[Start of Attachment]

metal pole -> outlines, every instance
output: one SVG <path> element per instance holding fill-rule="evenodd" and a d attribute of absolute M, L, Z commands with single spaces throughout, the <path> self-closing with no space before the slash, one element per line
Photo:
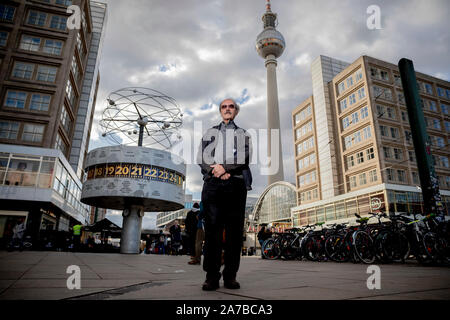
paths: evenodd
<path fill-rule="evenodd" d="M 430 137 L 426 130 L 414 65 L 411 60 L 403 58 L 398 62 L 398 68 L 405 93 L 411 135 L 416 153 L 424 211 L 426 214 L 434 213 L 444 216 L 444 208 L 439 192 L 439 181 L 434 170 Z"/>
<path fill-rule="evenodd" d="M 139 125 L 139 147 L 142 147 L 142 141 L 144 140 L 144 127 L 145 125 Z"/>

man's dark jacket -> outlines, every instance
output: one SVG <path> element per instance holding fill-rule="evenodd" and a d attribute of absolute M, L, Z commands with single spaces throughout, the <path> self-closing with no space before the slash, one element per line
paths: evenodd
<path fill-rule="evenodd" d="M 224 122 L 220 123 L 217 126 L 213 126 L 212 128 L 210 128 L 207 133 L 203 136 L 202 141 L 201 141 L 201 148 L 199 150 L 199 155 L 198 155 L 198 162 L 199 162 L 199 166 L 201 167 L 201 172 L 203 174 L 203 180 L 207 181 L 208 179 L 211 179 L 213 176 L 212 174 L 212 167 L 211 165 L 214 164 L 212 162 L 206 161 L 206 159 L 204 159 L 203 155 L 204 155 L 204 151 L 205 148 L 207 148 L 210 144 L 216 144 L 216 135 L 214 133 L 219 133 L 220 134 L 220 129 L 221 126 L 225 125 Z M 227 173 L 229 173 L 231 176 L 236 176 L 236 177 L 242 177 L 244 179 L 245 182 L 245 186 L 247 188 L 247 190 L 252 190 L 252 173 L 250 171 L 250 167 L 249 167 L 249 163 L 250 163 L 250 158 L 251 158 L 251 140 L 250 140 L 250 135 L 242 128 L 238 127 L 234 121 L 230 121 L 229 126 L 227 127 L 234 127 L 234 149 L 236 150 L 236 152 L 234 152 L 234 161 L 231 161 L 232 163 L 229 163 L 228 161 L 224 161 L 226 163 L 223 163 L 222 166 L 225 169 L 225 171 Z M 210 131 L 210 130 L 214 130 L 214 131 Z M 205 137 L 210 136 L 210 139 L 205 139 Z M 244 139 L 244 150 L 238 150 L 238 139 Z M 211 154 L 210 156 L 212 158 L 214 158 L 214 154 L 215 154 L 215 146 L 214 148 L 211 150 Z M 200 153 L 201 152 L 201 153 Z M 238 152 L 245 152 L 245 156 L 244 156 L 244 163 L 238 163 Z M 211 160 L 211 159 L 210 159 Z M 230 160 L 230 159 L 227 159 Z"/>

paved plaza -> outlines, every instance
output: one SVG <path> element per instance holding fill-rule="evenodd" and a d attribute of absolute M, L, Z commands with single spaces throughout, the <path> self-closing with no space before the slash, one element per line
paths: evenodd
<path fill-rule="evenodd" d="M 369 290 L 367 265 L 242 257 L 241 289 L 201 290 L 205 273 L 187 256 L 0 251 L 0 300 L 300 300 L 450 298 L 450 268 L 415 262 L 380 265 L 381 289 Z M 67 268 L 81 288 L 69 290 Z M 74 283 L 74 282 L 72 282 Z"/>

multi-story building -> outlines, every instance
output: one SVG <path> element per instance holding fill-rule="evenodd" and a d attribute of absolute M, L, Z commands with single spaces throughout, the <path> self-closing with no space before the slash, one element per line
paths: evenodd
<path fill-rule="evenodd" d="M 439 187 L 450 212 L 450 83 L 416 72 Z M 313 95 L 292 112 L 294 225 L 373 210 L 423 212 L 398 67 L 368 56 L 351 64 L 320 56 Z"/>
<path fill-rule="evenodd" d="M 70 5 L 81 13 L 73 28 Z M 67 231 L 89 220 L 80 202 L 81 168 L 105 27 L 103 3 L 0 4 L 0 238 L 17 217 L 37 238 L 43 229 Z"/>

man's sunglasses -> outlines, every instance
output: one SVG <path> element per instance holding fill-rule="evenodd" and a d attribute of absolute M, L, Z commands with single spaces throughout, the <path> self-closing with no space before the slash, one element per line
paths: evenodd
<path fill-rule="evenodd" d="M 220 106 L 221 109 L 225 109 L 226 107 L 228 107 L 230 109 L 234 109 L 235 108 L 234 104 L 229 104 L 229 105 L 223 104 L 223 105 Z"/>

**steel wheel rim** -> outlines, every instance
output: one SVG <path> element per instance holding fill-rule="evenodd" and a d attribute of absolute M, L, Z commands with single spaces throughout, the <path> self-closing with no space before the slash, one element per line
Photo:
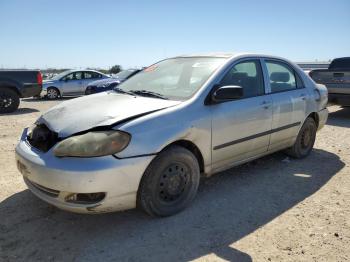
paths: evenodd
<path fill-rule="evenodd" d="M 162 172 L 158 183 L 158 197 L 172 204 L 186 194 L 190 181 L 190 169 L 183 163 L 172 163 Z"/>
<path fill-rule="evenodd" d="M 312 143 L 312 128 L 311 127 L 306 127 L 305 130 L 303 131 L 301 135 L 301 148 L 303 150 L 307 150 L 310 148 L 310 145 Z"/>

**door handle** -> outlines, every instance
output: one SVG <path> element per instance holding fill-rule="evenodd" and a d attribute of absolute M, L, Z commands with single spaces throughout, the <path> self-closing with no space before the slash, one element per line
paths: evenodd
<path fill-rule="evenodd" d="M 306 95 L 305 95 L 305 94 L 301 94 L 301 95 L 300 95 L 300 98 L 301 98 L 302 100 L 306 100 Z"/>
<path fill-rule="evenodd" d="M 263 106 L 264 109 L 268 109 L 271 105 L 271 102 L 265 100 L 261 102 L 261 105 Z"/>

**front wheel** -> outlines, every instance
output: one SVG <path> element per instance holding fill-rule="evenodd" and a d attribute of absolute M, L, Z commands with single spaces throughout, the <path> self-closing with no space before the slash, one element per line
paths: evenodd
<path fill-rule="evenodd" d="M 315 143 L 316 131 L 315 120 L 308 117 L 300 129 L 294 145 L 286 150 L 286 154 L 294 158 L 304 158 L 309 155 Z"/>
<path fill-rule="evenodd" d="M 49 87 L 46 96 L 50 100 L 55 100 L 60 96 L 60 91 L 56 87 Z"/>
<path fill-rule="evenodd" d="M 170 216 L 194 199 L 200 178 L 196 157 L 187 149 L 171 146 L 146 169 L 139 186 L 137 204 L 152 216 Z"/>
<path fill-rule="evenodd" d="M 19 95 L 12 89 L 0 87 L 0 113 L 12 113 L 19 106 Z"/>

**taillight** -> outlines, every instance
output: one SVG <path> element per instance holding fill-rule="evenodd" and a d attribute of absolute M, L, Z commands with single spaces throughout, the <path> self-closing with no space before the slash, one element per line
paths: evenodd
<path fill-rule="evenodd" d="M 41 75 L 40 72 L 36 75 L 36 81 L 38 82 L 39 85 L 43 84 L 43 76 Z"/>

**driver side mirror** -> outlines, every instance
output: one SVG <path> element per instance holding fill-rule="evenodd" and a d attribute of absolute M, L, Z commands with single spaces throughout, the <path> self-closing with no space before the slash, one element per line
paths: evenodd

[End of Attachment]

■ Task requirements:
You need to restate all of the entries above exactly and leave the pictures behind.

■ Your response:
metal pole -> outlines, every instance
output: one SVG <path> element per instance holding fill-rule="evenodd" and a d attribute of absolute M, L, Z commands with single spaces throughout, the <path> self-closing with no space before the slash, one element per line
Photo:
paths: evenodd
<path fill-rule="evenodd" d="M 430 137 L 426 130 L 414 65 L 411 60 L 403 58 L 398 62 L 398 68 L 405 93 L 411 135 L 416 153 L 424 211 L 426 214 L 434 213 L 444 216 L 444 208 L 439 192 L 439 181 L 434 170 Z"/>
<path fill-rule="evenodd" d="M 139 125 L 139 147 L 142 147 L 142 141 L 144 140 L 144 127 L 145 125 Z"/>

man's dark jacket -> outlines, every instance
output: one SVG <path> element per instance holding fill-rule="evenodd" and a d attribute of absolute M, L, Z commands with single spaces throughout, the <path> self-closing with no space before the slash, one element per line
paths: evenodd
<path fill-rule="evenodd" d="M 224 122 L 220 123 L 217 126 L 213 126 L 212 128 L 210 128 L 207 133 L 203 136 L 202 141 L 201 141 L 201 148 L 199 150 L 199 155 L 198 155 L 198 162 L 199 162 L 199 166 L 201 167 L 201 172 L 203 174 L 203 180 L 207 181 L 208 179 L 211 179 L 213 176 L 212 174 L 212 167 L 211 165 L 214 164 L 212 162 L 206 161 L 206 159 L 204 159 L 203 155 L 204 155 L 204 151 L 205 148 L 207 148 L 210 144 L 216 144 L 216 135 L 214 133 L 219 133 L 220 134 L 220 129 L 221 126 L 225 125 Z M 227 173 L 229 173 L 231 176 L 236 176 L 236 177 L 242 177 L 244 179 L 245 182 L 245 186 L 247 188 L 247 190 L 252 190 L 252 173 L 250 171 L 250 167 L 249 167 L 249 163 L 250 163 L 250 158 L 251 158 L 251 140 L 250 140 L 250 135 L 242 128 L 238 127 L 234 121 L 230 121 L 229 126 L 227 127 L 234 127 L 234 149 L 236 150 L 236 152 L 234 152 L 234 161 L 231 161 L 232 163 L 229 163 L 228 161 L 224 161 L 226 163 L 223 163 L 222 166 L 225 169 L 225 171 Z M 210 131 L 210 130 L 214 130 L 214 131 Z M 205 137 L 210 136 L 210 139 L 205 139 Z M 244 139 L 244 150 L 238 150 L 238 139 Z M 211 154 L 210 156 L 212 158 L 214 158 L 214 154 L 215 154 L 215 146 L 214 148 L 211 150 Z M 200 153 L 201 152 L 201 153 Z M 238 152 L 245 152 L 245 156 L 244 156 L 244 163 L 238 163 Z M 211 160 L 211 159 L 210 159 Z M 230 160 L 230 159 L 227 159 Z"/>

paved plaza -> outlines, every instance
output: one SVG <path> element per instance holding fill-rule="evenodd" and a d attribute of absolute M, L, Z commands with single spaces throughout, the <path> self-closing with no space before the slash, one element per line
paths: evenodd
<path fill-rule="evenodd" d="M 369 290 L 367 265 L 242 257 L 241 289 L 201 290 L 205 273 L 187 256 L 0 251 L 0 300 L 300 300 L 450 298 L 450 268 L 415 262 L 380 265 L 381 289 Z M 67 268 L 81 288 L 69 290 Z M 74 283 L 74 282 L 72 282 Z"/>

multi-story building -> outlines, every instance
output: one SVG <path> element per instance holding fill-rule="evenodd" and a d attribute of absolute M, L, Z commands with single spaces throughout, the <path> self-closing with no space before the slash, one element per line
paths: evenodd
<path fill-rule="evenodd" d="M 439 187 L 450 212 L 450 83 L 416 72 Z M 313 95 L 292 112 L 294 225 L 373 210 L 423 212 L 398 67 L 368 56 L 351 64 L 320 56 Z"/>
<path fill-rule="evenodd" d="M 70 5 L 81 13 L 73 28 Z M 67 231 L 89 220 L 80 202 L 81 168 L 105 27 L 103 3 L 0 4 L 0 238 L 17 217 L 37 238 L 43 229 Z"/>

man's sunglasses -> outlines, every instance
output: one SVG <path> element per instance holding fill-rule="evenodd" and a d attribute of absolute M, L, Z commands with single spaces throughout, the <path> self-closing with no space before the slash, one element per line
paths: evenodd
<path fill-rule="evenodd" d="M 220 106 L 221 109 L 225 109 L 226 107 L 228 107 L 230 109 L 234 109 L 235 108 L 234 104 L 229 104 L 229 105 L 223 104 L 223 105 Z"/>

**steel wheel rim** -> outlines, every instance
output: one SVG <path> element per instance holding fill-rule="evenodd" and a d attribute of absolute M, L, Z commands with single spaces throughout, the <path> self-closing with no space before the slash, one element per line
Photo:
paths: evenodd
<path fill-rule="evenodd" d="M 162 172 L 158 183 L 158 197 L 172 204 L 186 194 L 190 181 L 190 169 L 183 163 L 172 163 Z"/>
<path fill-rule="evenodd" d="M 312 143 L 312 128 L 311 127 L 306 127 L 305 130 L 303 131 L 301 135 L 301 148 L 303 150 L 307 150 L 310 148 L 310 145 Z"/>

**door handle** -> outlines, every instance
output: one SVG <path> element per instance holding fill-rule="evenodd" and a d attribute of absolute M, L, Z commands with single spaces throughout, the <path> self-closing with no space before the slash, one element per line
paths: evenodd
<path fill-rule="evenodd" d="M 306 95 L 305 95 L 305 94 L 301 94 L 301 95 L 300 95 L 300 98 L 301 98 L 302 100 L 306 100 Z"/>
<path fill-rule="evenodd" d="M 263 106 L 264 109 L 268 109 L 271 105 L 271 102 L 265 100 L 261 102 L 261 105 Z"/>

**front wheel** -> outlines, every instance
output: one SVG <path> element per instance holding fill-rule="evenodd" and a d attribute of absolute M, L, Z commands with single spaces throughout, the <path> self-closing with no space before the slash, one element per line
paths: evenodd
<path fill-rule="evenodd" d="M 315 143 L 316 131 L 315 120 L 308 117 L 300 129 L 294 145 L 286 150 L 286 154 L 294 158 L 304 158 L 309 155 Z"/>
<path fill-rule="evenodd" d="M 49 87 L 46 96 L 50 100 L 55 100 L 60 96 L 60 91 L 56 87 Z"/>
<path fill-rule="evenodd" d="M 170 216 L 194 199 L 200 178 L 196 157 L 187 149 L 171 146 L 146 169 L 139 186 L 137 204 L 152 216 Z"/>
<path fill-rule="evenodd" d="M 19 95 L 12 89 L 0 87 L 0 113 L 12 113 L 19 106 Z"/>

**taillight** -> outlines, every instance
output: one SVG <path> element per instance holding fill-rule="evenodd" and a d attribute of absolute M, L, Z commands with single spaces throughout, the <path> self-closing with no space before the slash, one element per line
paths: evenodd
<path fill-rule="evenodd" d="M 41 75 L 40 72 L 36 75 L 36 81 L 38 82 L 39 85 L 43 84 L 43 76 Z"/>

**driver side mirror** -> outlines, every instance
output: one SVG <path> element per instance holding fill-rule="evenodd" and a d attribute of absolute M, L, Z commands with single spaces throughout, the <path> self-closing with no space before the slash, one element per line
paths: evenodd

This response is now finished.